* BEGIN Materials provided *

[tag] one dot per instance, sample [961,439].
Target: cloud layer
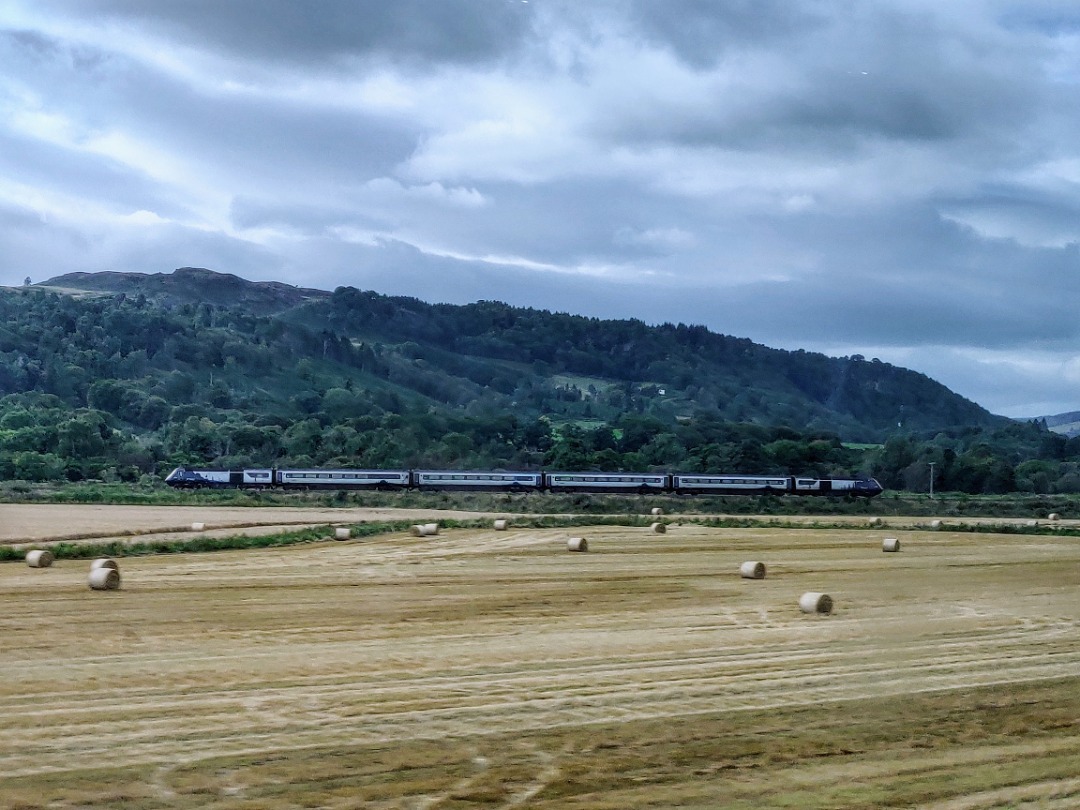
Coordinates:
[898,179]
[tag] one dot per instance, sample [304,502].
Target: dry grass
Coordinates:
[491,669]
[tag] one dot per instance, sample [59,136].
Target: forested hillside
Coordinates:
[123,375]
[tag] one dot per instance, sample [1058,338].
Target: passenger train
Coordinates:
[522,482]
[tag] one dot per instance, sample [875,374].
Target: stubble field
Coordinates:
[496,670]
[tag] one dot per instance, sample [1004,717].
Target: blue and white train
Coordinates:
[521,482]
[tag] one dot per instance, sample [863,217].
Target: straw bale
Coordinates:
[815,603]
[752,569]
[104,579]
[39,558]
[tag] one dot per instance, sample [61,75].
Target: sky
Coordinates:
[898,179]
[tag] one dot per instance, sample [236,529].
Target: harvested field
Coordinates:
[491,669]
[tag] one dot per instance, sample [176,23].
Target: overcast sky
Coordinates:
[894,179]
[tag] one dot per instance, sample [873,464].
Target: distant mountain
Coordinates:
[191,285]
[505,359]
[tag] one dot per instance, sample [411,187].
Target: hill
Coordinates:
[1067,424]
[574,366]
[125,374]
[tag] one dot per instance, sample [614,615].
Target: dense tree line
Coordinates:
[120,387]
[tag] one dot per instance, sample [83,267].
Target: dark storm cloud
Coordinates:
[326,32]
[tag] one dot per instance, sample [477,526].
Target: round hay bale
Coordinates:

* END Materials provided *

-- What you are asked to do --
Write out all of the entries above line for line, leaving out the picture.

-- Expected output --
[tag] one dot per instance, sample [961,439].
Target: cloud layer
Coordinates:
[898,179]
[tag] one dot per instance, sample [304,502].
Target: dry grass
Coordinates:
[491,669]
[tag] one dot per instance, sample [59,136].
Target: forested hillside
Coordinates:
[123,375]
[tag] one dot per instance, sample [1058,338].
Target: passenger train
Coordinates:
[522,482]
[tag] one dot per instance, sample [875,374].
Target: stubble field
Coordinates:
[496,670]
[tag] one dot per instance, sample [1004,717].
Target: blue and white train
Coordinates:
[521,482]
[tag] one dot per instance, sample [863,217].
Target: straw bale
Coordinates:
[815,603]
[752,569]
[104,579]
[39,558]
[tag] one dot per instance, sample [61,75].
Target: sky
Coordinates:
[898,179]
[tag] one dot per instance, sample [236,529].
Target: harvested field
Coordinates:
[491,669]
[tag] one dot per instance, sample [176,23].
Target: overcast sky
Coordinates:
[894,179]
[tag] one dot per instance, sample [873,464].
Target: distant mountain
Coordinates:
[191,285]
[505,359]
[tag] one dot per instance, sample [411,187].
Target: hill
Coordinates:
[1067,424]
[574,366]
[125,374]
[tag] one dot per instance, sample [614,615].
Target: dense tree line
Coordinates:
[120,387]
[tag] one dot per instance, sample [83,267].
Target: dark storm cloud
Coordinates:
[326,32]
[tag] one dot per instance, sample [477,526].
Target: round hay bale
Coordinates:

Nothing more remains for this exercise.